>> BEGIN Exercise inputs

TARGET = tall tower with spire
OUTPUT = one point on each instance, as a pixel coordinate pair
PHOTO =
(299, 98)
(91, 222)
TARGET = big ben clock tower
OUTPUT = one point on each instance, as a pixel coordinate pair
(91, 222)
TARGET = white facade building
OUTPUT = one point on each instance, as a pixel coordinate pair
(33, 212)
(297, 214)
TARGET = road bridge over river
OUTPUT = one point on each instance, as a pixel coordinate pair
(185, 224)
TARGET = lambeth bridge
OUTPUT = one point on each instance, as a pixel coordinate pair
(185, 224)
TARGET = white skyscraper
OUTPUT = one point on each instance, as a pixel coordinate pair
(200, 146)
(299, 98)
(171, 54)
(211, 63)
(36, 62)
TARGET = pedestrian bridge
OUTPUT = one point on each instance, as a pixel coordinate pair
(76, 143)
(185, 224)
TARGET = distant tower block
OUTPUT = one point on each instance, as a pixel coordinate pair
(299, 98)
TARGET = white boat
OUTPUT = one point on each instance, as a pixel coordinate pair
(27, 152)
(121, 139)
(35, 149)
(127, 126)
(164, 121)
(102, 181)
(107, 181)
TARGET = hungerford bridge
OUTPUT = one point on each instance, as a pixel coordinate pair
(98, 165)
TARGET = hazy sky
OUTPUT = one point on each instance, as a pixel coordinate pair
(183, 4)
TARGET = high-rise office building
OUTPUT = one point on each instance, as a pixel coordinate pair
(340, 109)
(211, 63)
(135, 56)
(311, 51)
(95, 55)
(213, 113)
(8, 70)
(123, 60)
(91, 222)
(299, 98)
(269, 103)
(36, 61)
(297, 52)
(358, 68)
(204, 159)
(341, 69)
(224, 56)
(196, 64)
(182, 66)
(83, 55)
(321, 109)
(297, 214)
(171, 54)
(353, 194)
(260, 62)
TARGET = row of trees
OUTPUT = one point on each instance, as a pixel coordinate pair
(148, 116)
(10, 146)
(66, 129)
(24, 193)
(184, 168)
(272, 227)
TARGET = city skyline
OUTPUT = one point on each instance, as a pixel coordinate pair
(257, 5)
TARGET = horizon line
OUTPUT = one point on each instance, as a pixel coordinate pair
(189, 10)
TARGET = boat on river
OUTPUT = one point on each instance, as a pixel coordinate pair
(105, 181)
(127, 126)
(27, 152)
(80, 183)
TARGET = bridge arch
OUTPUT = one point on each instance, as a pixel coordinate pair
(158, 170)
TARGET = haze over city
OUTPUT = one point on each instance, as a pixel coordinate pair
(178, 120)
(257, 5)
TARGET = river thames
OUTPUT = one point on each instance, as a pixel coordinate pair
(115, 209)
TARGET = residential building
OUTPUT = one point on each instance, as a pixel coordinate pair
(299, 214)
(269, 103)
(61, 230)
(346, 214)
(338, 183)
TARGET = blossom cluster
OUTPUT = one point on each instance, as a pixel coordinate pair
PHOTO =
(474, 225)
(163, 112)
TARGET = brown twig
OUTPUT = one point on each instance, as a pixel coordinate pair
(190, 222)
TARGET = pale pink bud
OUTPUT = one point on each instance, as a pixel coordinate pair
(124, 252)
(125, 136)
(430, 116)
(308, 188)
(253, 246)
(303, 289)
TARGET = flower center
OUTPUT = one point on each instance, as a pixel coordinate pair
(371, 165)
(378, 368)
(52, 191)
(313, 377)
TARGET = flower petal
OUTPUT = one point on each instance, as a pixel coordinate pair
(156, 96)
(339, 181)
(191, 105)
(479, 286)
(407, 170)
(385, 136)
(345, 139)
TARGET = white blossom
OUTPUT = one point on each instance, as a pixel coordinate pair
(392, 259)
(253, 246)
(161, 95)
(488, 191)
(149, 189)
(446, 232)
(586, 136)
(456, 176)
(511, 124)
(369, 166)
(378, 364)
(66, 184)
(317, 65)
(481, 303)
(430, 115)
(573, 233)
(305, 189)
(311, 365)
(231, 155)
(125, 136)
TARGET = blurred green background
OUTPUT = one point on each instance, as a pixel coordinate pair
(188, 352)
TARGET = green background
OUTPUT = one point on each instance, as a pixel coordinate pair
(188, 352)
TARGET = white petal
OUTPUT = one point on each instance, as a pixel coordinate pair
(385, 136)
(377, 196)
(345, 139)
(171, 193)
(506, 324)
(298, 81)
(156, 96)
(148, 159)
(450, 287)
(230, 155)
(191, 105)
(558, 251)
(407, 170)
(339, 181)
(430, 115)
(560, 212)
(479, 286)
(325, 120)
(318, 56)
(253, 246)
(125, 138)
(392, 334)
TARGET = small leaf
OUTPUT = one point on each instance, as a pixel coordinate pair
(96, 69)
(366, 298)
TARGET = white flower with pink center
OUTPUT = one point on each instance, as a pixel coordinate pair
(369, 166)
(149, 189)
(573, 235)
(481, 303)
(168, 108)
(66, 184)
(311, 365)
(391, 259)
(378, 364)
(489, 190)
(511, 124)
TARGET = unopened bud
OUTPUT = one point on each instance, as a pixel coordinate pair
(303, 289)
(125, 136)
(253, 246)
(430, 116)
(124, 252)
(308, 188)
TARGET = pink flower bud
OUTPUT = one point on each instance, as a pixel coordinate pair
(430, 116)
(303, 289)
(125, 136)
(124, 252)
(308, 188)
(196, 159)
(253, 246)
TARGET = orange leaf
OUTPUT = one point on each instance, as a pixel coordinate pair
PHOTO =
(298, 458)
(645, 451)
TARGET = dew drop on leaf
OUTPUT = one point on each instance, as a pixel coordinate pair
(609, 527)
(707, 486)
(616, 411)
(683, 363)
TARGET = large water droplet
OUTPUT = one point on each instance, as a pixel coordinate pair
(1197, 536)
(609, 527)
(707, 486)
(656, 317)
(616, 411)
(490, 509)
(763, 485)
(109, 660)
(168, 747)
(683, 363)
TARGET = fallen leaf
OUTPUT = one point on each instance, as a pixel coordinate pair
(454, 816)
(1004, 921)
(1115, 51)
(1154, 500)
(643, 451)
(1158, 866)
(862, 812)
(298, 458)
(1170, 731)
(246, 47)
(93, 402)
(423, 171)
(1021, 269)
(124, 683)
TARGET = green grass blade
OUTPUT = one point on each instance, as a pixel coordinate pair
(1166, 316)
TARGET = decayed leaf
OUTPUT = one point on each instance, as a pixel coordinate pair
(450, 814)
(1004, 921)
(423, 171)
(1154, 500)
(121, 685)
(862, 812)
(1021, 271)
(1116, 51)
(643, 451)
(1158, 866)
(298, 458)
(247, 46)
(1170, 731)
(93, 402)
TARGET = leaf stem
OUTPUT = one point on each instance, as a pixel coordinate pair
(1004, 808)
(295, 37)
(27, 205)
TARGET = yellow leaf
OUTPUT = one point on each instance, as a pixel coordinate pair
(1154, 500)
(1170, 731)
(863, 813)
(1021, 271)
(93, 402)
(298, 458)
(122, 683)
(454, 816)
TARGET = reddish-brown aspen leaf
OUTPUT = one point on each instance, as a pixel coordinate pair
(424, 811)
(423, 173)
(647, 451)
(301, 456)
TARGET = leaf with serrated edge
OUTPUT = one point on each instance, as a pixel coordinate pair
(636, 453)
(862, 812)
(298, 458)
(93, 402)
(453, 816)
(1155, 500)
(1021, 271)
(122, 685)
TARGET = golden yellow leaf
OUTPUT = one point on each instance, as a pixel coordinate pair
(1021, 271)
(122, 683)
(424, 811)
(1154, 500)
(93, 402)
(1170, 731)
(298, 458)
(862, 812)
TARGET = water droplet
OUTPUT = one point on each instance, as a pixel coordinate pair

>> END Exercise inputs
>> BEGIN Exercise inputs

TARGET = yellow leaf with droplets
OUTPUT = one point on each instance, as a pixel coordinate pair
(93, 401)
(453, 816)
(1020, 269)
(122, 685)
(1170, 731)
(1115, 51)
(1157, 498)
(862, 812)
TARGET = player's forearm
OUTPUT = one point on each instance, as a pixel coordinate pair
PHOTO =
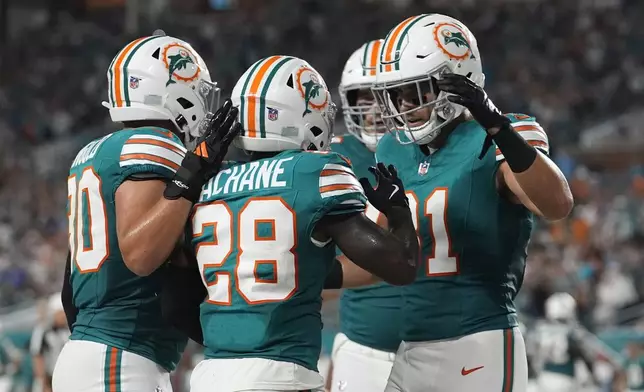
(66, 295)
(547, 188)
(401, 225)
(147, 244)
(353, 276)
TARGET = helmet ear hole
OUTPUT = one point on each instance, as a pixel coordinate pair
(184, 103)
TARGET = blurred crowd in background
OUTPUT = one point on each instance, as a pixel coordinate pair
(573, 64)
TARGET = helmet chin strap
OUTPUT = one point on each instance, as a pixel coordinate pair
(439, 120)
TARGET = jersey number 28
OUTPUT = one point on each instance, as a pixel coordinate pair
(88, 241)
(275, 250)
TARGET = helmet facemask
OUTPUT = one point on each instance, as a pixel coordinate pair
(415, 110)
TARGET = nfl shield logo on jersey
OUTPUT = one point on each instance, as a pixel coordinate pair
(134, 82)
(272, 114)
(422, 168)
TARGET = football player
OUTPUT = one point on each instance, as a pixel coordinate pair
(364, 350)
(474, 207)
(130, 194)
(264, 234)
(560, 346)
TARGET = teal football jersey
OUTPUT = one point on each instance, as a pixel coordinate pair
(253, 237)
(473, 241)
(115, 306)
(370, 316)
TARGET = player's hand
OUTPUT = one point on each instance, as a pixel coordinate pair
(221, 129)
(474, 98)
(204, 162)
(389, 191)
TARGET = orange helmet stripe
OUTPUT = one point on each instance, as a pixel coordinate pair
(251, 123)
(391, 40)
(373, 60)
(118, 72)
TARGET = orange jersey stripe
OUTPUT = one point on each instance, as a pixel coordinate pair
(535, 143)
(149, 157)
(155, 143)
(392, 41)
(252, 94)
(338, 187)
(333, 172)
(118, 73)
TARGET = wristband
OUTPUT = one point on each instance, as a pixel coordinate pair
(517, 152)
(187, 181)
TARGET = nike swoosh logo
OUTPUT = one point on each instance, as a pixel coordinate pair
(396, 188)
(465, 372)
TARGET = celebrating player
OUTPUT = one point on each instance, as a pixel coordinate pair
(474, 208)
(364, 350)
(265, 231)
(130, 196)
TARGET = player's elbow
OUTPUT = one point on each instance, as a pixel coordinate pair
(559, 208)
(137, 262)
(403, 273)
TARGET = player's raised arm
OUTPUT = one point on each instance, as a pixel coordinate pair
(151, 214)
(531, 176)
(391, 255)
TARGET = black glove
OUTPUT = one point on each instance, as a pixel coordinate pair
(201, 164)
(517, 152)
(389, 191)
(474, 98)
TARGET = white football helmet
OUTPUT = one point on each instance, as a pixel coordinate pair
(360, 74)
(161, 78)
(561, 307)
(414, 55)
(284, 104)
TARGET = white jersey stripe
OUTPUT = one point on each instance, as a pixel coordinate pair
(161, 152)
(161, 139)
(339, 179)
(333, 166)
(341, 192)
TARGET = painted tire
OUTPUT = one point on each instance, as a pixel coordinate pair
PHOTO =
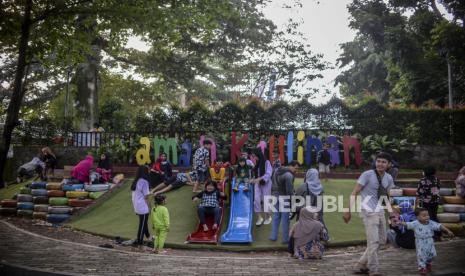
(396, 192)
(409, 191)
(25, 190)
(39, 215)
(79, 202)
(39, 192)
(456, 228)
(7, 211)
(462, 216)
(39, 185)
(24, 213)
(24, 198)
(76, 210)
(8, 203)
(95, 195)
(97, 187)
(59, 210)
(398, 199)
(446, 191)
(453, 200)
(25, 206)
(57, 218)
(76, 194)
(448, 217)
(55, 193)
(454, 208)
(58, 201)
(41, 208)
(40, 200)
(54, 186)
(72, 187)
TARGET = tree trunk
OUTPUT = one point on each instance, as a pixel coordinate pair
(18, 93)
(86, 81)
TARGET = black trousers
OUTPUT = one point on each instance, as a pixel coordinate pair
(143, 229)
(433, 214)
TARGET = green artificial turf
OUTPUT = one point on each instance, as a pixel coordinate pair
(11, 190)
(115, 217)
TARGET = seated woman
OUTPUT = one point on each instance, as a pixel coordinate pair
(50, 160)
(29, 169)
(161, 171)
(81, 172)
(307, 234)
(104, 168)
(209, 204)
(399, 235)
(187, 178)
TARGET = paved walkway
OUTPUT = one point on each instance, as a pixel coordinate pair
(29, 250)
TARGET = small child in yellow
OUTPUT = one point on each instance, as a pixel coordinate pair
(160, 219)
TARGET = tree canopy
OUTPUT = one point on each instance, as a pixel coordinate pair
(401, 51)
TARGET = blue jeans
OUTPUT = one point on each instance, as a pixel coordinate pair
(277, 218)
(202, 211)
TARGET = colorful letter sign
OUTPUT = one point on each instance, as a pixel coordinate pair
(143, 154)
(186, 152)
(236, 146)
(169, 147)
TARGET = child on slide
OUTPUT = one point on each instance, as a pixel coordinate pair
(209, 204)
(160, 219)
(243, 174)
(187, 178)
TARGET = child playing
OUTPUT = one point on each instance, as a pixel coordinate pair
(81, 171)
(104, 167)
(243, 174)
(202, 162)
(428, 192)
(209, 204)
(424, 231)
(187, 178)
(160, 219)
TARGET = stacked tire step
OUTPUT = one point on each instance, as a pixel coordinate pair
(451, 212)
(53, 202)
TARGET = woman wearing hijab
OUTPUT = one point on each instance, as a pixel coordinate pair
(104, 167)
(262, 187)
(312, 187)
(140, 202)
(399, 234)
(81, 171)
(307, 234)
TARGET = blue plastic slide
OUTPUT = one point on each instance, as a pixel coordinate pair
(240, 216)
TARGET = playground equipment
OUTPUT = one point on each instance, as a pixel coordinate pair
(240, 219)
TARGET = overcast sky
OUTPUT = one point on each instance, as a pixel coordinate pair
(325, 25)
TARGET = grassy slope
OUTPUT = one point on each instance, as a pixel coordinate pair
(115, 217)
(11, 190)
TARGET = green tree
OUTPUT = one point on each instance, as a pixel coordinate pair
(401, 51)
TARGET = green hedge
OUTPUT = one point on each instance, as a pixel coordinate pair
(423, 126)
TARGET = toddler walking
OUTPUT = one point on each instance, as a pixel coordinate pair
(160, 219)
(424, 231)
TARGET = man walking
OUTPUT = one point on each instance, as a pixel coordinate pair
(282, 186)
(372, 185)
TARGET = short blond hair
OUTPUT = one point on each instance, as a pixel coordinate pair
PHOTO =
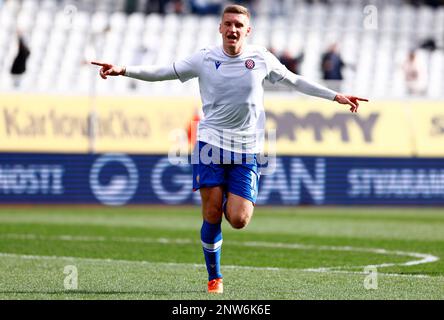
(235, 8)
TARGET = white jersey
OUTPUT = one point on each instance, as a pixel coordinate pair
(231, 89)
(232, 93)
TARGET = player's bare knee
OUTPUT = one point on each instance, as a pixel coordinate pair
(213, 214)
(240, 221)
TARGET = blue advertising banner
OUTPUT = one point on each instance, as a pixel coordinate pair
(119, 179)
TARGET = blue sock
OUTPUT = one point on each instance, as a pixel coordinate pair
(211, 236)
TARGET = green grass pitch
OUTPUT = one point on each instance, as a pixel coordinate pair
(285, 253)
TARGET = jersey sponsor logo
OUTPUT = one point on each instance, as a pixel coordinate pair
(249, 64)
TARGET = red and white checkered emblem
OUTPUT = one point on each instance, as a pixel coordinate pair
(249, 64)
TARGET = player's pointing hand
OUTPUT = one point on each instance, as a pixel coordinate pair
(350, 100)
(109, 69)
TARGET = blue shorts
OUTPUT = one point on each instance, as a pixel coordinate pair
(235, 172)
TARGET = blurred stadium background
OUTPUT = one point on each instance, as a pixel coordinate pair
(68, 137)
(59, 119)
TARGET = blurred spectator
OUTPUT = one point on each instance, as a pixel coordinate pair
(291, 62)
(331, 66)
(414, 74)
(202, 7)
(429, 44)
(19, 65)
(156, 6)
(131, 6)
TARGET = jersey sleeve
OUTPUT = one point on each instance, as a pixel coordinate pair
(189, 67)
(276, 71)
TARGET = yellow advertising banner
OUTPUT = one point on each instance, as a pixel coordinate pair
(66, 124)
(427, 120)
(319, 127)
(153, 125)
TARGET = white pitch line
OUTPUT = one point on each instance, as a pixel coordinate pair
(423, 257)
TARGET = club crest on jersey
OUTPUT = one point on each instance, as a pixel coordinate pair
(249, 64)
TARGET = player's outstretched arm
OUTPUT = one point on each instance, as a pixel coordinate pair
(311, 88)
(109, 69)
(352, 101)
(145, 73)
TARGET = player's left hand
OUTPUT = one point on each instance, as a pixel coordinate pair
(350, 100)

>> END Exercise inputs
>> BEGIN Exercise inputs

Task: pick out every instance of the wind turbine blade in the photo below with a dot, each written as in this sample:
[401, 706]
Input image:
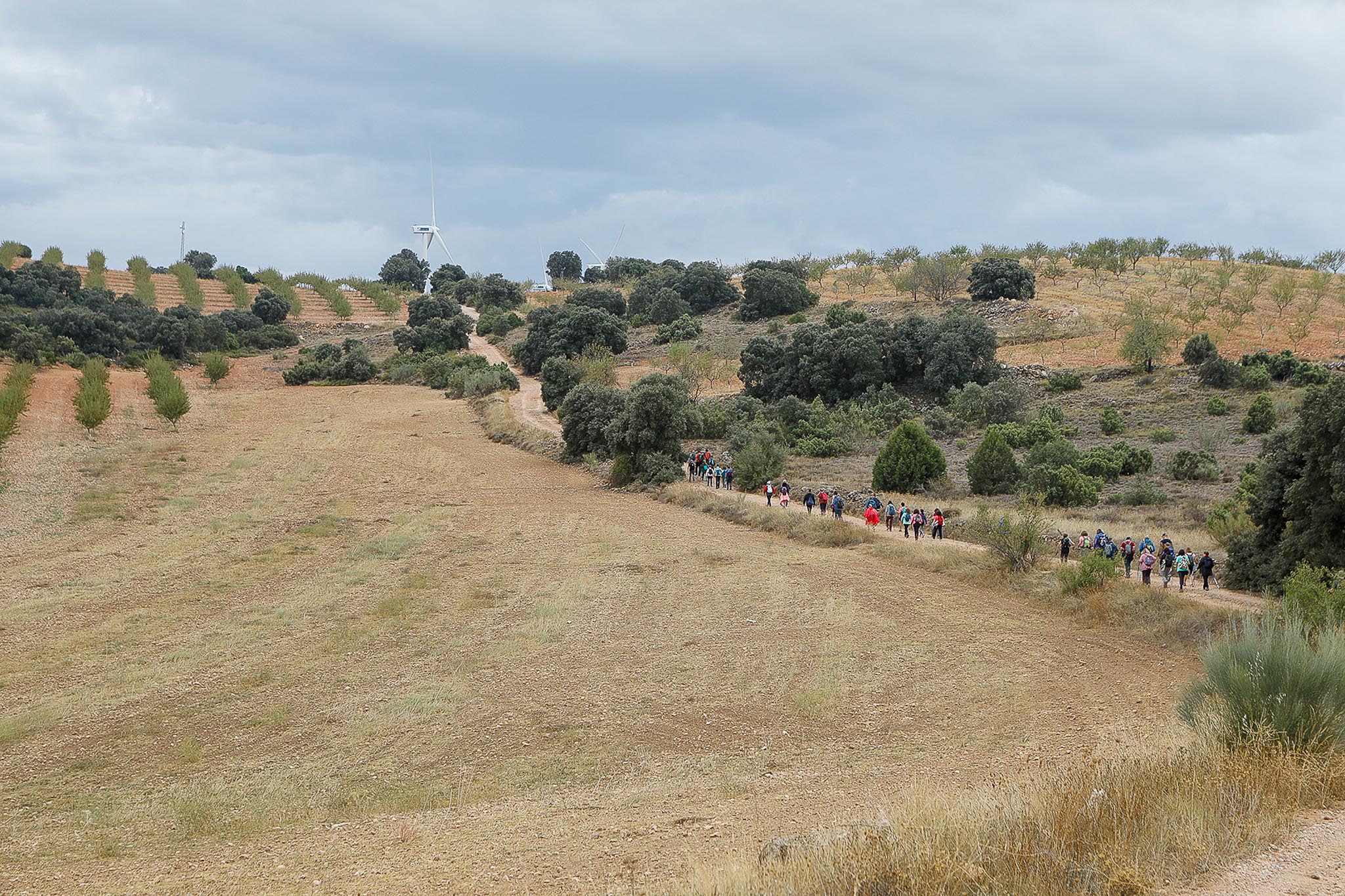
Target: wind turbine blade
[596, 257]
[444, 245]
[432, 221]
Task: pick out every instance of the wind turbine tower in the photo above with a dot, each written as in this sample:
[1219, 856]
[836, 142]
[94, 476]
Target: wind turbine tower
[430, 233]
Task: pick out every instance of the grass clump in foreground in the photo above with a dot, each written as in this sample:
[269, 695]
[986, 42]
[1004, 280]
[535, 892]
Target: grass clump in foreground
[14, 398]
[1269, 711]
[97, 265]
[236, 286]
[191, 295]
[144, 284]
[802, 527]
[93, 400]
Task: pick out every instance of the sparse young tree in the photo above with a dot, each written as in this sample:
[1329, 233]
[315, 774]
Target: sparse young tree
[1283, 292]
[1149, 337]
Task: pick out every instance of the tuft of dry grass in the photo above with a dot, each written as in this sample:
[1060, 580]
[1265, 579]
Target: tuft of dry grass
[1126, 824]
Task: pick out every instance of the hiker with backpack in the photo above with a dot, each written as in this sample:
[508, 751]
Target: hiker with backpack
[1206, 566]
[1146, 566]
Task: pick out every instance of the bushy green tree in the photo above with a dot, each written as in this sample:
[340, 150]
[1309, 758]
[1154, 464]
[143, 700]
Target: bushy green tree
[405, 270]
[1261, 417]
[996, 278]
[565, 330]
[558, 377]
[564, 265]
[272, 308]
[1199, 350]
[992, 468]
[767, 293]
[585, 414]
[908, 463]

>> END Exercise inputs

» Exercise objective:
Gather every line in the items above that contains the word "city", and copy each one in full.

» In response:
TARGET = city skyline
TARGET = haze over city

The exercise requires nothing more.